*** RECORD EXTRACTS ***
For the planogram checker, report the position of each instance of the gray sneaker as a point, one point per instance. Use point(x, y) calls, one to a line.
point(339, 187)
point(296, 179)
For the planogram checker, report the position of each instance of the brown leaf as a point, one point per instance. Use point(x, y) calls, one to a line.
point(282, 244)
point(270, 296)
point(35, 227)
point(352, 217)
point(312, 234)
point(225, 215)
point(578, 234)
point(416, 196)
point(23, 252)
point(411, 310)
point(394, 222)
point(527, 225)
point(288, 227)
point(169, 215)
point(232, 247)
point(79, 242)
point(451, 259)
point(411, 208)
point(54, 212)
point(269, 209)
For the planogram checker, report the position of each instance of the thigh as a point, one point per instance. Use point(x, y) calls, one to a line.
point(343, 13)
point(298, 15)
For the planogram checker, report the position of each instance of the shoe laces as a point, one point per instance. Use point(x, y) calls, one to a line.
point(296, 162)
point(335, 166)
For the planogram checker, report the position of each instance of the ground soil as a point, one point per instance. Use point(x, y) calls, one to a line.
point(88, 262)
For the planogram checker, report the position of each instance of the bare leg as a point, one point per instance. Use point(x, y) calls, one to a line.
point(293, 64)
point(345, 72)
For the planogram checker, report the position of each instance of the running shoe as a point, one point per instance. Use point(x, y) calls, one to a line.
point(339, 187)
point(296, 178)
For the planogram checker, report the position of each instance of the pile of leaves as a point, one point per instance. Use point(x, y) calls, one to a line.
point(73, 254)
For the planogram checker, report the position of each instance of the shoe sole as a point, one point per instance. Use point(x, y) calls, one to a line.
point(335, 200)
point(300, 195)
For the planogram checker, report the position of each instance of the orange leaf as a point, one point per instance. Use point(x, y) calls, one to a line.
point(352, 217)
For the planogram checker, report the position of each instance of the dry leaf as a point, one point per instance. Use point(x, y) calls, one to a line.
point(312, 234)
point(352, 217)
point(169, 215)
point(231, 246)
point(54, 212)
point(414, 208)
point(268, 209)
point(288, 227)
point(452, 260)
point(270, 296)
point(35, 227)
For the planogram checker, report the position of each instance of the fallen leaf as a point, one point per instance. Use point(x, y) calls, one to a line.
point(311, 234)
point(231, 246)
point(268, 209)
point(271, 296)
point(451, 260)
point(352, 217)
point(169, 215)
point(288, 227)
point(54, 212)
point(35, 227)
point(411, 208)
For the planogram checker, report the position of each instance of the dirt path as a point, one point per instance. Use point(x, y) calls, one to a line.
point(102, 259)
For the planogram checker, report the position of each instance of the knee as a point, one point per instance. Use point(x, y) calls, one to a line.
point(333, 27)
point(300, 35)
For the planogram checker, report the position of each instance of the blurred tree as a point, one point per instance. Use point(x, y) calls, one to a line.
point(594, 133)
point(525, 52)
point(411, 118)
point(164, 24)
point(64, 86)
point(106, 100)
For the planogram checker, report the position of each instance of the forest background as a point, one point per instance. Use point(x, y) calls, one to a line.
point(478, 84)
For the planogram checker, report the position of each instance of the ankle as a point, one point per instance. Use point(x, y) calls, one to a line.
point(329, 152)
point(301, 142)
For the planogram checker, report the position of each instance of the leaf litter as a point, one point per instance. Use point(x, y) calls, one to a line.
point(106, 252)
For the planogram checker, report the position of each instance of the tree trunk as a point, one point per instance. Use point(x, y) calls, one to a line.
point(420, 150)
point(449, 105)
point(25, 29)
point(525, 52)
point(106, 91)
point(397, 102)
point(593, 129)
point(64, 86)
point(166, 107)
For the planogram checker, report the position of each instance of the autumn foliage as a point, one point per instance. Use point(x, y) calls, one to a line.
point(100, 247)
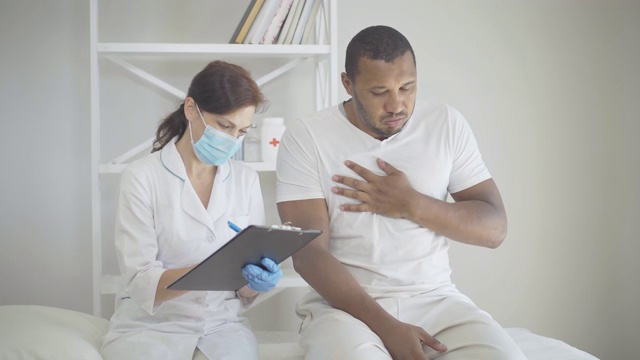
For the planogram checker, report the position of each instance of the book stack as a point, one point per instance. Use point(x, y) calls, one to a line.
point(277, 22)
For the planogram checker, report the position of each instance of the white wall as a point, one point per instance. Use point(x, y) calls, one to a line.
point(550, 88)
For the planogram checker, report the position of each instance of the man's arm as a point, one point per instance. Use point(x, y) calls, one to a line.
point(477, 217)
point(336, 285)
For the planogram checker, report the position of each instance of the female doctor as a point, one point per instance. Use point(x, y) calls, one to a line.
*** End of RECORD EXTRACTS ***
### WORK ORDER
Return each entry exactly as it stands above, apart from any images.

### ANSWER SPACE
For the planogram checker, report the position of each instance of the gray sneaker as a point, one point per instance. Use point(x, y) calls, one to a line.
point(339, 187)
point(296, 179)
For the planogram checker, report the position of each instance of the brown leaf as a point, one point per instance. Use point(x, y) calls, one to a line.
point(282, 244)
point(270, 296)
point(35, 227)
point(352, 217)
point(312, 234)
point(225, 215)
point(578, 234)
point(416, 196)
point(23, 252)
point(411, 310)
point(394, 222)
point(527, 225)
point(288, 227)
point(169, 215)
point(232, 247)
point(79, 242)
point(451, 259)
point(411, 208)
point(54, 212)
point(269, 209)
For the planogram checker, report the position of each instance of the thigh as a point, one point per instance. Use point(x, y) calls, one to a line.
point(343, 13)
point(298, 15)
For the planogram checker, report the position of each instance of the shoe laces as a point, one point per instance. Use point(x, y) calls, one to a line.
point(296, 162)
point(335, 166)
For the planogram checker, report the position of each instance of the ground soil as a point, one point per instance. Use point(x, y) calls, one to a line.
point(88, 262)
For the planogram checker, report the position of each instance of the bare leg as a point, one point per instance. Use point(x, y) calls, one to a line.
point(293, 64)
point(345, 72)
For the planogram checker, report the position of each instance of the running shoe as a point, one point per instance. Use point(x, y) calls, one to a line.
point(339, 187)
point(296, 178)
For the planogram checker, report the position of each instance of the pile of leaves as a point, one point per instance. Use point(x, y) calls, one to a line.
point(73, 254)
For the planogram checker, report the position of each instance of the shoe sole as a point, one point per instance. Use point(x, y) calls, one to a line.
point(335, 200)
point(300, 195)
For the planogram checker, report the position of each instance of the orange leaf as a point, one point per instance. Use point(x, y) calls, one to a line.
point(352, 217)
For the planogram checker, report the position of each instance of the dry leaf as a point, one point per instance. Use point(x, y) calls, one to a line.
point(312, 234)
point(352, 217)
point(169, 215)
point(231, 246)
point(54, 212)
point(414, 208)
point(268, 209)
point(288, 227)
point(452, 260)
point(270, 296)
point(35, 227)
For the planogram checker, report the position of each instance of the fallen leaf as a point, one point per instance. Use point(x, y) calls, one to a line.
point(311, 234)
point(231, 246)
point(268, 209)
point(271, 296)
point(451, 260)
point(352, 217)
point(169, 215)
point(288, 227)
point(54, 212)
point(35, 227)
point(411, 208)
For the planogram checker, report the position of each instance of the dirt path as a point, one point per instance. Use point(x, y) calls, one to a line.
point(102, 259)
For the planogram checker, report the position of each instance of the knee as a point, one point per instance. Use point(x, y) calls, one to a line.
point(333, 27)
point(300, 35)
For the planogram checker, report the position of each instance of the blurred tree as a point, one point per instance. Use point(x, y) calls, one to a line.
point(594, 133)
point(525, 52)
point(411, 118)
point(164, 24)
point(64, 86)
point(106, 100)
For the planogram checker, report the position of each instance of the forest background as a point, one point per instance. Use point(x, y) calls, one to a line.
point(478, 84)
For the planogram checker, report the position of each instance of the ankle as a point, one point per instance. Use point(x, y) calls, one to a line.
point(329, 152)
point(301, 142)
For the planogram checker, report the position of each instance of the leaf litter as a point, one point per instance. Use point(x, y) calls, one to a line.
point(106, 252)
For the planogram checker, report the position of each instance of the tree trunk as a point, one point per instance. Use point(x, y) calls, one to a line.
point(420, 150)
point(449, 105)
point(25, 29)
point(525, 52)
point(106, 91)
point(397, 102)
point(593, 129)
point(64, 86)
point(166, 107)
For the planogram checker, report the position of each instance of the autumn foliage as a point, one point per instance. Use point(x, y) calls, one to a line.
point(100, 247)
For the planogram checker, report the position of each instance of the book stack as a point, one point per instance. Use point(x, y) calls, one to a line.
point(277, 22)
For the planogram checker, report the position of each instance of the white wall as a point, one point per instance. Use point(x, y) calls, one to a line.
point(550, 88)
For the planogram checker, report the position of each instance of the man's arm as a point, one point per instance. Use point(x, y) calls, one to a line.
point(477, 217)
point(336, 285)
For the planogram checker, report the position of each instance of the female doctor as a point, one point per instance. Use point(x, y) calls, one to a line.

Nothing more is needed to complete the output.